(Work required):
Format every line of the records below as a JSON list of strings, one string per line, with blank lines dropped and the pictures left out.

════════

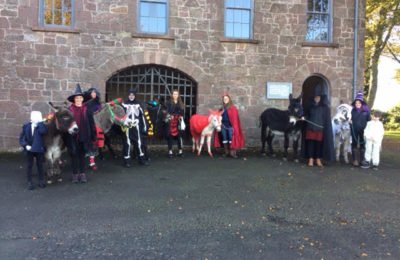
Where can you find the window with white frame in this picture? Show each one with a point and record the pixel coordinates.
(56, 13)
(153, 16)
(238, 20)
(319, 21)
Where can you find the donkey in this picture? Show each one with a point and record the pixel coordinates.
(108, 120)
(282, 122)
(341, 131)
(58, 123)
(202, 126)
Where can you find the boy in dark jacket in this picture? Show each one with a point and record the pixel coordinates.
(360, 115)
(31, 139)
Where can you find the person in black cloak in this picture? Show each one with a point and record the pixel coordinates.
(318, 135)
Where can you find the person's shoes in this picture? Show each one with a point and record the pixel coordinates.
(42, 184)
(75, 178)
(127, 164)
(310, 162)
(355, 163)
(93, 167)
(319, 163)
(143, 162)
(30, 186)
(365, 165)
(233, 154)
(82, 178)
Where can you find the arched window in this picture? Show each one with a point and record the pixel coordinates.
(319, 21)
(56, 13)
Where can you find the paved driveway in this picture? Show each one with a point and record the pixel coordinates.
(201, 208)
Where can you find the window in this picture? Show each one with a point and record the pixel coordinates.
(56, 13)
(238, 19)
(153, 16)
(319, 21)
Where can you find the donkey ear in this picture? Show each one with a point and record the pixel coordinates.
(52, 106)
(300, 96)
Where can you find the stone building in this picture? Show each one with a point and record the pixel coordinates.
(257, 50)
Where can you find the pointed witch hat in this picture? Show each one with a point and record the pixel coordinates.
(77, 92)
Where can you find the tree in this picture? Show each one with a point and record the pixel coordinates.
(382, 18)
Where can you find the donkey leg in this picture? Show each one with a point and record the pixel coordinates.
(201, 145)
(270, 137)
(193, 145)
(285, 147)
(263, 139)
(296, 148)
(337, 150)
(209, 146)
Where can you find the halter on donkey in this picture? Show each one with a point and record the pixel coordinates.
(341, 131)
(282, 122)
(59, 122)
(202, 126)
(108, 118)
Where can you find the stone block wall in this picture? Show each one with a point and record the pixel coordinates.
(40, 65)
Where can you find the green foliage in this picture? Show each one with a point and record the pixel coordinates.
(391, 119)
(382, 16)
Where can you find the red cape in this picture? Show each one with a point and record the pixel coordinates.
(237, 136)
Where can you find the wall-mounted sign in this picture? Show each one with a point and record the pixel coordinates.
(278, 90)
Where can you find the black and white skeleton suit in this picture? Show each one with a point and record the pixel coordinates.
(135, 131)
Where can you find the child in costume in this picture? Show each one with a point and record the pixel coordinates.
(231, 133)
(175, 109)
(360, 115)
(31, 139)
(373, 135)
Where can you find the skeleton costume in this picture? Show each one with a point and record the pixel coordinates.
(134, 131)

════════

(Written answer):
[
  "Where can you find the window with white frame in this picture? Show each one with a point and record the pixel coordinates.",
  "(56, 13)",
  "(153, 16)",
  "(238, 20)",
  "(319, 21)",
  "Where can you find the donkey in this picture? Show each one with a point and record the pixel coordinates.",
  "(108, 120)",
  "(282, 122)",
  "(341, 131)",
  "(58, 123)",
  "(202, 126)",
  "Where can you find the boy in dark jacket in this picture? Show each one with a point and record the pixel coordinates.",
  "(360, 115)",
  "(31, 139)",
  "Where can you find the person in black cloak in this picture? Show each one with a point and record the pixel coordinates.",
  "(318, 135)",
  "Where can you find the person's shoes in this picture? Show each one with a point and record the pixel coordinates.",
  "(42, 184)",
  "(75, 178)",
  "(127, 164)",
  "(310, 162)",
  "(355, 163)",
  "(93, 167)",
  "(319, 163)",
  "(143, 162)",
  "(30, 186)",
  "(365, 165)",
  "(233, 154)",
  "(82, 178)",
  "Where can you find the arched window in this picture? Show each one with a point and record the pixel coordinates.",
  "(319, 21)",
  "(56, 13)",
  "Where can you find the paved driveway in this picture? Show each one with a point and record the pixel coordinates.",
  "(201, 208)",
  "Where can you find the window in this picture? Show each one with a point and record the pixel coordinates.",
  "(56, 13)",
  "(238, 19)",
  "(153, 16)",
  "(319, 21)",
  "Where can you find the donkey ear in this picture? Show each one with a point and record the pixel coordinates.",
  "(52, 106)",
  "(300, 96)",
  "Where can you find the stone building in this picture? Show each one with a point and record the pixel coordinates.",
  "(257, 50)",
  "Where can you find the pointed witch hat in this picture? Show each one with a point and record the pixel coordinates.",
  "(77, 92)",
  "Where can you find the tree in this picture? Show each one with a point and record the pixel coordinates.",
  "(382, 18)",
  "Where can you find the donkey leg in this picture? Show each one with a point and record the pixel coordinates.",
  "(201, 145)",
  "(270, 137)",
  "(193, 145)",
  "(285, 147)",
  "(263, 139)",
  "(296, 148)",
  "(337, 150)",
  "(209, 146)",
  "Where can you find the halter on donkey in this picture? Show each one with a point and record the pixel coordinates.",
  "(341, 131)",
  "(282, 122)",
  "(59, 122)",
  "(202, 126)",
  "(108, 118)",
  "Where can you find the stone block wall in this picture? Show each one with a point and record the pixel coordinates.",
  "(40, 65)",
  "Where can you find the green foliage in this picture? Show each one with a point and record the pixel coordinates.",
  "(391, 119)",
  "(382, 16)",
  "Where can you find the red cape in this picture? Show each one with a point and record the pixel coordinates.",
  "(237, 136)",
  "Where can you find the wall-mounted sign in this picture? Show each one with a point and record the pixel coordinates.",
  "(278, 90)",
  "Where can you find the black and white skeleton suit in this picture? Show each one with a point and record the pixel coordinates.",
  "(135, 131)",
  "Where can you find the child in costume in this picture? Show each one with a point and record the pixel coordinates.",
  "(231, 133)",
  "(175, 109)",
  "(360, 115)",
  "(31, 139)",
  "(373, 135)",
  "Where can you find the skeleton costume in this picture? Show each one with a point and record the pixel coordinates.",
  "(134, 131)"
]